▸ **SELECTED EXCERPT**
=== Begin Enclosure ===

The invention will now be described with reference to the single figure (FIG. 1) of the drawing which is a schematic of the tank-venting system wherein the method utilizing the invention is applied.

The tank-venting system shown in FIG. 1 includes an active charcoal filter 20 which is connected to a tank 10 via a tank connecting line 12. An intake manifold 40 of an internal combustion engine (not shown) is connected via a line 42 to a tank-venting valve 30. The active charcoal filter 20 stores fuel vaporized in the tank 10. When the tank-venting valve 30 is driven open by the control unit 60, air is drawn in by suction from the ambient through the active charcoal filter 20 which releases the stored fuel to the inducted air. Furthermore, the tank-venting system includes a passive filter 92 which pressure-conductingly connects the system to the atmosphere, that is, to the ambient of the vehicle.

During operation of the vehicle, that is its engine (not shown) or when tanking the tank 10, volatile hydrocarbon vapors form in the tank 10 which reach the active charcoal filter 20 via the line 12 and are reversibly bonded in the active charcoal filter in a manner known per se. The tank-venting valve 30 is normally closed. At regular time intervals, the tank-venting valve 30 is driven by the control unit 60 so that a specific partial pressure of the underpressure present in the intake manifold 40 is supplied to the charcoal filter 20 which leads to the condition that the stored hydrocarbon vapors are inducted into the intake manifold 40 via the line 24 and the tank-venting valve 30 in order to be supplied to the engine for combustion and therefore for final disposal. In this operation of the regeneration of the active charcoal filter 20, scavenging air is inducted into the active charcoal filter 20 via the line 22 and the passive filter 92 whereby the actual scavenging action is effected.

A pump 50 is provided in order to be able to diagnose the operability or tightness of the tank-venting system. The pump 50 is connected to the control unit 60 and a switchover valve 70 is connected downstream of the pump. The switchover valve 70 can, for example, be a 3/2 directional valve. A reference leak 81 is mounted in a separate branch 80 parallel to the switchover valve 70. The size of the reference leak 81 is so selected that it corresponds to the size of the leak to be detected.

The tightness check of the tank-venting system is disclosed in U.S. Pat. No. 5,890,474 incorporated herein by reference. By detecting the current supply to the pump motor, a determination is made as to whether the pump flow, which is to be brought into the tank-venting system by the pump 50, deviates from the pump flow which is present when introducing the overpressure via the reference leak.

=== End Enclosure ===

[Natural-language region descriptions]
=== Begin Enclosure ===

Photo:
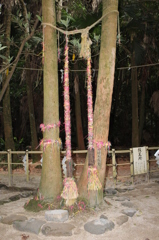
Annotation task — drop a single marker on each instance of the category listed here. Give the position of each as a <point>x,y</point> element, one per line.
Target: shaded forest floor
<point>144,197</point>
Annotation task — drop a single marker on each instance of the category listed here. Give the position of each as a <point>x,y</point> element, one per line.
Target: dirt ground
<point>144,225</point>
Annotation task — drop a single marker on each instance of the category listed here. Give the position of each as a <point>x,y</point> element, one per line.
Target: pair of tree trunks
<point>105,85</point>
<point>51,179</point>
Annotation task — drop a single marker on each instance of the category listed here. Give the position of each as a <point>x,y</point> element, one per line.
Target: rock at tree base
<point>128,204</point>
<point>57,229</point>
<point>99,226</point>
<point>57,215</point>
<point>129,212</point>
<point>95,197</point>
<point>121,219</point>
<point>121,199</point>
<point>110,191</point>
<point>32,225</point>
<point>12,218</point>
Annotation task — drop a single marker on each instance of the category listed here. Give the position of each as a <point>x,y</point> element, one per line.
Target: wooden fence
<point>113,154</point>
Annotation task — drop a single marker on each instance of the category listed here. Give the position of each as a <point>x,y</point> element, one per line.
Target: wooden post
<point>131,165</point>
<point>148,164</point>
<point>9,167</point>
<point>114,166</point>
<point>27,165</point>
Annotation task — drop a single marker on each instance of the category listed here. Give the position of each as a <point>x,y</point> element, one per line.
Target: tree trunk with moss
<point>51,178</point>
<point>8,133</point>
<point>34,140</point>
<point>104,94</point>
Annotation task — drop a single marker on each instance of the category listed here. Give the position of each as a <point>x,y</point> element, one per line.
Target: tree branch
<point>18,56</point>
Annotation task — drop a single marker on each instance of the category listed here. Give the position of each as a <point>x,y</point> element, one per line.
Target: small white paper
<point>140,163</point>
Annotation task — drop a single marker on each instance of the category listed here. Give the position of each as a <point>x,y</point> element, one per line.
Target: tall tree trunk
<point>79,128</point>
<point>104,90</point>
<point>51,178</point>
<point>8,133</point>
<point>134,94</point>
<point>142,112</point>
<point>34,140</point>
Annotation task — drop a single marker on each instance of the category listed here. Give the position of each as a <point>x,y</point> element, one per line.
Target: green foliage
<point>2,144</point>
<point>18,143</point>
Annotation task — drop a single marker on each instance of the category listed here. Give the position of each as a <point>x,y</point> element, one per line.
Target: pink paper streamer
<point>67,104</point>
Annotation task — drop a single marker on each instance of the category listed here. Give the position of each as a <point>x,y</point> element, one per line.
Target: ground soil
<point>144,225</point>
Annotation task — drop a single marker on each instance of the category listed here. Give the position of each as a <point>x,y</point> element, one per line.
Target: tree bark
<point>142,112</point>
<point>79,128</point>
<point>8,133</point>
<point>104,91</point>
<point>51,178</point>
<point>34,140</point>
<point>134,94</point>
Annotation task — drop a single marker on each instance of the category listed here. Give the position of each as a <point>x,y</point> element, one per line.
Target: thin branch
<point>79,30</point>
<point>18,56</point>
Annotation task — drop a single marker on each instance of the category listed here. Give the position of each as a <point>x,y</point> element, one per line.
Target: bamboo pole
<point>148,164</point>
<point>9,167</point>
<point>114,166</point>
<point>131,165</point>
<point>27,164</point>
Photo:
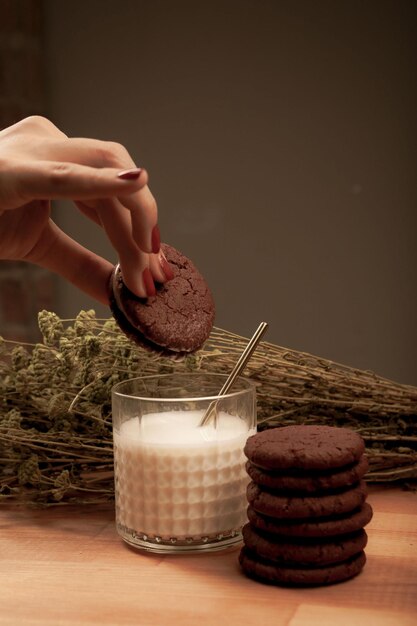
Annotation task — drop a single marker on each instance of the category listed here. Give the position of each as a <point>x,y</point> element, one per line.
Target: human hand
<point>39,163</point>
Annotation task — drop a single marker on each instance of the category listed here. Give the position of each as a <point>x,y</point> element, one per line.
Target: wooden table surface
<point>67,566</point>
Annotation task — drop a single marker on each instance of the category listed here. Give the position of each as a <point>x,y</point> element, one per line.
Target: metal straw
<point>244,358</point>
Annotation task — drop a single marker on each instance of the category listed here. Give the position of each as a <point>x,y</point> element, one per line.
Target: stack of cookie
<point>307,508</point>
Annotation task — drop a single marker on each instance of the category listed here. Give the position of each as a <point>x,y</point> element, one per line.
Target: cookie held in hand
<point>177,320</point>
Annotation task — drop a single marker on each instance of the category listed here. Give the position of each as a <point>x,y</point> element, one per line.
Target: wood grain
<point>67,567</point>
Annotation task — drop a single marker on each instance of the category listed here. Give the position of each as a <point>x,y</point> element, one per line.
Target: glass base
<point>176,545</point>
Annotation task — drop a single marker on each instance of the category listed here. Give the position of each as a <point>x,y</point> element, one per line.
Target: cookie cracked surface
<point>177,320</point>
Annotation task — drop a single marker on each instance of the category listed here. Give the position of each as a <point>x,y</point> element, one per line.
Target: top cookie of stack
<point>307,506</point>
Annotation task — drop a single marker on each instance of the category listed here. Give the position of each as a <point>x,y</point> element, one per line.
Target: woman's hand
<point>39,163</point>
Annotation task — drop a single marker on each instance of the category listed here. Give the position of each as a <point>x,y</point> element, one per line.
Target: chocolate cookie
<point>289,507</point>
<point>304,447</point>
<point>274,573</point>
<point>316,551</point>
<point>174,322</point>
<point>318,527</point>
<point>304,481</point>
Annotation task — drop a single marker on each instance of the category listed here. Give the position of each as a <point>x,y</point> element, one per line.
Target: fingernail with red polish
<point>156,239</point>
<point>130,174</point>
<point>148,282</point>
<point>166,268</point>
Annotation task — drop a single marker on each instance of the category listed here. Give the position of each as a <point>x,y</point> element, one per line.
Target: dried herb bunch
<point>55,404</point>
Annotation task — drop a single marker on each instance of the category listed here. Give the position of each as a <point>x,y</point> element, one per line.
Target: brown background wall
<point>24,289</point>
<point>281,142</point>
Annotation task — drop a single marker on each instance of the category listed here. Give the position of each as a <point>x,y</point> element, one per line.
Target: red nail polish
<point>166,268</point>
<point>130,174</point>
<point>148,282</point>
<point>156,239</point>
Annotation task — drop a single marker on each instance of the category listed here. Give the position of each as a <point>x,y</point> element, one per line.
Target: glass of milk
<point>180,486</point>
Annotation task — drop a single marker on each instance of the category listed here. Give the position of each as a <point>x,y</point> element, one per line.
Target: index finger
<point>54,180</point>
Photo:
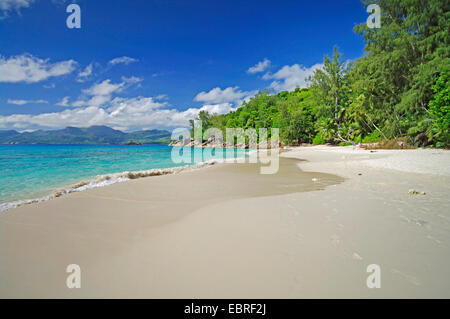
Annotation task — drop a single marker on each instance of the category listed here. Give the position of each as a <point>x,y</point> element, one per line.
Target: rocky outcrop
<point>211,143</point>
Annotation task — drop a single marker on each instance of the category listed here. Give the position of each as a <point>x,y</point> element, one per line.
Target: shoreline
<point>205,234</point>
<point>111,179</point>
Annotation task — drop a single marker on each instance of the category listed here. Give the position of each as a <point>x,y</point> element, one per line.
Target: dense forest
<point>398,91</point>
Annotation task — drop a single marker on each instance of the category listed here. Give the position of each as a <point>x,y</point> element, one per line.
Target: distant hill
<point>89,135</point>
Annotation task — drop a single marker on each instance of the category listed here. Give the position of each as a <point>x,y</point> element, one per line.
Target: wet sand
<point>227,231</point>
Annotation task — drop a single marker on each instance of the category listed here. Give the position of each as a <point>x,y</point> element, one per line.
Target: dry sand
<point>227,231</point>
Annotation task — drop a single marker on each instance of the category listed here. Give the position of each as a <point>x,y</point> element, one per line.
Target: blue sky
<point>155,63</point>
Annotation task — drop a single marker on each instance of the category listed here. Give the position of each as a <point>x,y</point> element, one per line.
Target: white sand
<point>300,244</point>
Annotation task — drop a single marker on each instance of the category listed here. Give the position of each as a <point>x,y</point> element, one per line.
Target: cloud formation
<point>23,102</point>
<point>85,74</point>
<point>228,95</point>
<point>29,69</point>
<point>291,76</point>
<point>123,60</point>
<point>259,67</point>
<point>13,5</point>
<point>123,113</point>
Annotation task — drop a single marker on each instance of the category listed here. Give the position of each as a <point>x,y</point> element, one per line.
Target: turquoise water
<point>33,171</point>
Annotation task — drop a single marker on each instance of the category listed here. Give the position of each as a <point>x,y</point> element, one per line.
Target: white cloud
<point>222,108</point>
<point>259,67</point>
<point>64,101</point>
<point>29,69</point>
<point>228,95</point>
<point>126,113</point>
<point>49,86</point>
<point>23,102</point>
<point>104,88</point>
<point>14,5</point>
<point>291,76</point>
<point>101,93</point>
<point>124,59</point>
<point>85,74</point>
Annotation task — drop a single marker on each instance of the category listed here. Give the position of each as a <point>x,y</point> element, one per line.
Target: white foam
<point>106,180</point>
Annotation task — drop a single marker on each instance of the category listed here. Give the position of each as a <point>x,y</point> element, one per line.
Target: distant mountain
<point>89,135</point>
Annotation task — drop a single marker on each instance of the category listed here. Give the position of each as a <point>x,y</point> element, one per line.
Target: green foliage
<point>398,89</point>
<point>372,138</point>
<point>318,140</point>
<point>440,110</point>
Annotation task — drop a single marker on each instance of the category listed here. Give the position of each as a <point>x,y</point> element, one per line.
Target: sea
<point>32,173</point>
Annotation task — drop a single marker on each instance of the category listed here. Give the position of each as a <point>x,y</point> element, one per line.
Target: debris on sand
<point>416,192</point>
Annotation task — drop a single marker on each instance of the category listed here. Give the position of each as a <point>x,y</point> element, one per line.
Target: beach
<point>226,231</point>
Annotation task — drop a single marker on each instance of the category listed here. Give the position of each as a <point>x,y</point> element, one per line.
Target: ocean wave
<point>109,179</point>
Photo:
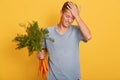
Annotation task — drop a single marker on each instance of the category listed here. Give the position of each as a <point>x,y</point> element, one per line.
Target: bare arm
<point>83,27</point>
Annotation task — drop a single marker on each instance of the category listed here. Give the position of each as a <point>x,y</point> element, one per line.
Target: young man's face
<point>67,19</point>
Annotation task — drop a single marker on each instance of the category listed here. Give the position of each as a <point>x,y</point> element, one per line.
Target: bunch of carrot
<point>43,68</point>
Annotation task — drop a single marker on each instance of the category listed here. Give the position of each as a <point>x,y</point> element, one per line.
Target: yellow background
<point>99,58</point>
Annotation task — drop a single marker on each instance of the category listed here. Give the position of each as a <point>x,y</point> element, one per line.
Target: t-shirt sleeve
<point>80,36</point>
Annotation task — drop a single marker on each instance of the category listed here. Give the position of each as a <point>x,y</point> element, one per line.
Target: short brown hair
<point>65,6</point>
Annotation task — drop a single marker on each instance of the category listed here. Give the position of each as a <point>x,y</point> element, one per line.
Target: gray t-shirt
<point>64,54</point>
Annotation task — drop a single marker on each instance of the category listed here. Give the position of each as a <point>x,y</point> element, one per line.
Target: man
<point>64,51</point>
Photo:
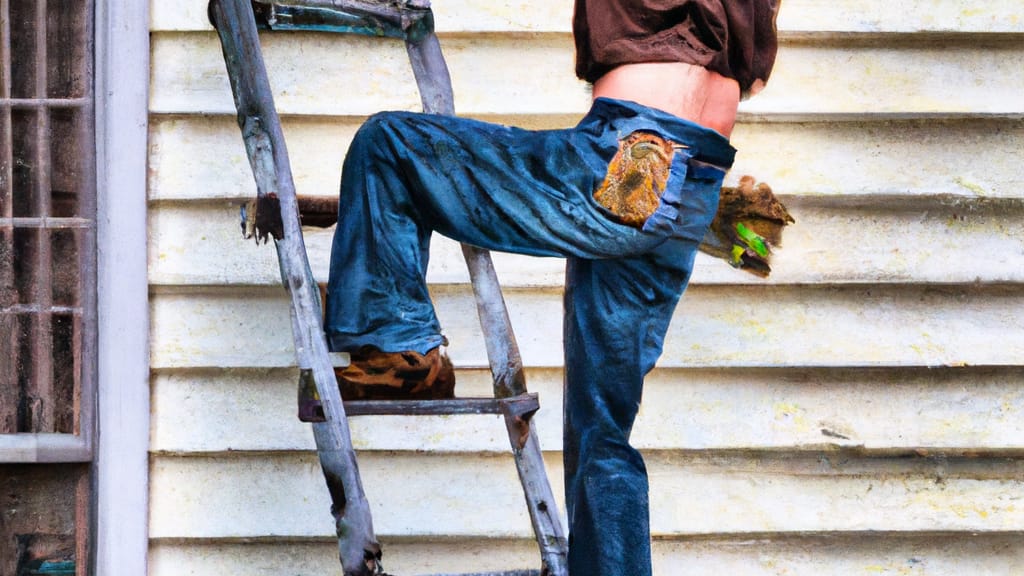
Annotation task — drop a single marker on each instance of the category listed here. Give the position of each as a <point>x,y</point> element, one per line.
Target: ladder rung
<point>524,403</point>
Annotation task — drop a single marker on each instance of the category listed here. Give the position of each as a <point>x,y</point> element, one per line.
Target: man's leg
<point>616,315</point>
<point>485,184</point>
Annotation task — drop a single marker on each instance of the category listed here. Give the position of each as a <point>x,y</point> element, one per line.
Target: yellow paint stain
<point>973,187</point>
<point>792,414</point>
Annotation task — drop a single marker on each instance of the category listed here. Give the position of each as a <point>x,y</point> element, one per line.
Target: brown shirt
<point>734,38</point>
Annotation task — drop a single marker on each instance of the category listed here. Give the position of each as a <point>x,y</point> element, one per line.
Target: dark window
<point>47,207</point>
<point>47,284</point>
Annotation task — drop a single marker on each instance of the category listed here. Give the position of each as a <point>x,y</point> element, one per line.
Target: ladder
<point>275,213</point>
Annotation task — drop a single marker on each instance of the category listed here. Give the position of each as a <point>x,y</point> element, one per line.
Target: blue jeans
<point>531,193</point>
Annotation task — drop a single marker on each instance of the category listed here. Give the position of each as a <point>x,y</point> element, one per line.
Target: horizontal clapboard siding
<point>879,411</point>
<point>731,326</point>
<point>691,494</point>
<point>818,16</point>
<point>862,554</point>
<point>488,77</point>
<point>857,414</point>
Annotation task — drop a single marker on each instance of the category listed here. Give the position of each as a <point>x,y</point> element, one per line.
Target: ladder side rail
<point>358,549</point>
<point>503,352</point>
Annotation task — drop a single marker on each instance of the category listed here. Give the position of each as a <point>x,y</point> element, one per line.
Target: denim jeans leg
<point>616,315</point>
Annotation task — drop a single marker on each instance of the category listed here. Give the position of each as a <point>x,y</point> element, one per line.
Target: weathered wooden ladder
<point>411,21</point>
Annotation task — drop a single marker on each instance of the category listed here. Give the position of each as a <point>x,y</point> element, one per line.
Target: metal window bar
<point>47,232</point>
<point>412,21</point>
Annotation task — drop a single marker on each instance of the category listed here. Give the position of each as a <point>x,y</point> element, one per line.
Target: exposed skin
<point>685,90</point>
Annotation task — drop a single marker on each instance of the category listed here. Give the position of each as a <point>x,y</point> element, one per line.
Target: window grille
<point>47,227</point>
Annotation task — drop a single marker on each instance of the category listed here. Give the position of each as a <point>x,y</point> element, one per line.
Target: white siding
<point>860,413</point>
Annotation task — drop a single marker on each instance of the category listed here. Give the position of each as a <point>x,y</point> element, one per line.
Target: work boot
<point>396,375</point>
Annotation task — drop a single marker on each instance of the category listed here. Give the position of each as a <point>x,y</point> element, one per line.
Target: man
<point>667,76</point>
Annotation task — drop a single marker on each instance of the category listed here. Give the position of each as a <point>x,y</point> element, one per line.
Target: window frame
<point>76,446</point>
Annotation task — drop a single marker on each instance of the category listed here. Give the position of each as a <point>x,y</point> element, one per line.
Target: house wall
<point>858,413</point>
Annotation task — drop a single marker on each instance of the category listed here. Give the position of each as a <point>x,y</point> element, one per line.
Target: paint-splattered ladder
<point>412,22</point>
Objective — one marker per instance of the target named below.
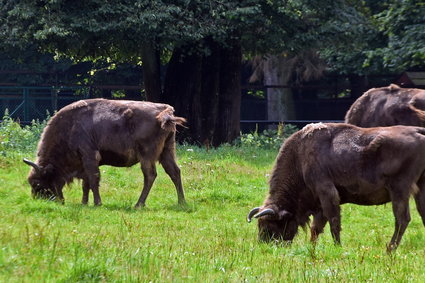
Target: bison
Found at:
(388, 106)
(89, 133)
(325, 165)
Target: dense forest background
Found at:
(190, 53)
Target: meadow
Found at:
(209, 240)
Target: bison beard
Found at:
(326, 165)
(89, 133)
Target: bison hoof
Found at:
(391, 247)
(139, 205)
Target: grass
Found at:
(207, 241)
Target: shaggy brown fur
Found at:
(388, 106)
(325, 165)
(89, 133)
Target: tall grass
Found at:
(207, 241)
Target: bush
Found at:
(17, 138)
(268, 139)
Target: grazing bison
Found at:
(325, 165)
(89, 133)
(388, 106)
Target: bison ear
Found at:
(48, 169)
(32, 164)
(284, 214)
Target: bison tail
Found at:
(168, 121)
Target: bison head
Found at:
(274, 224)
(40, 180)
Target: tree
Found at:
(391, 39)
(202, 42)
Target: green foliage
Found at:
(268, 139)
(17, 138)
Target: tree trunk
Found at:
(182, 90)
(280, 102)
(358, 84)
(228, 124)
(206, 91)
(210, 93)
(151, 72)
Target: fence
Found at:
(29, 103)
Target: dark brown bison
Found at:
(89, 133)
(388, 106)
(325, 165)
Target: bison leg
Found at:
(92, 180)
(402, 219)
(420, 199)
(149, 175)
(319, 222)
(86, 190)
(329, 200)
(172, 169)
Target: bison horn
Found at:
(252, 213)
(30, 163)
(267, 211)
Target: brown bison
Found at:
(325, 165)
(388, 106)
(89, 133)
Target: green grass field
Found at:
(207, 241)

=== End Enclosure ===

▸ **SET OF TASKS**
1. In the tank-venting system description, how is the size of the reference leak 81 chosen?
2. Resume the tank-venting system description, picking up after its final sentence.

▸ **ANSWERS IN ORDER**
1. It is chosen to correspond to the size of the leak to be detected.

2.
A throughflow sensor 90 and a temperature sensor 91 can be connected ahead of the pump 50. The throughflow sensor detects the scavenging air quantity which is used to scavenge the active charcoal filter 20 and the sensor 91 detects the temperature of the inducted air. The sensors transmit the air quantity and the intake air temperature to the control unit 60. The throughflow sensor 90 can, for example, be an air mass sensor. In lieu of by sensors, the required variables of throughflow quantity and temperature can also be computed from data already present in the control unit 60 or can be estimated with adequate accuracy. On the basis of this data, the control unit makes a determination as to whether the pump 50, at the time point of consideration, is: iced, already defrosted, or already demoisturized.

In the control unit 60, computation means can be provided by means of which the scavenging rate and the induction air mass can be integrated and, together with the scavenging air temperature and the intake air temperature, the above-mentioned determination can be made. In the case of a determination that the pump 50 is iced, the tightness measurement by means of a control signal is not enabled and/or the output of a fault signal, which indicates non-tightness of the tank-venting system, is suppressed.

It is understood that the foregoing description is that of the preferred embodiments of the invention and that various changes and modifications may be made thereto without departing from the spirit and scope of the invention as defined in the appended claims.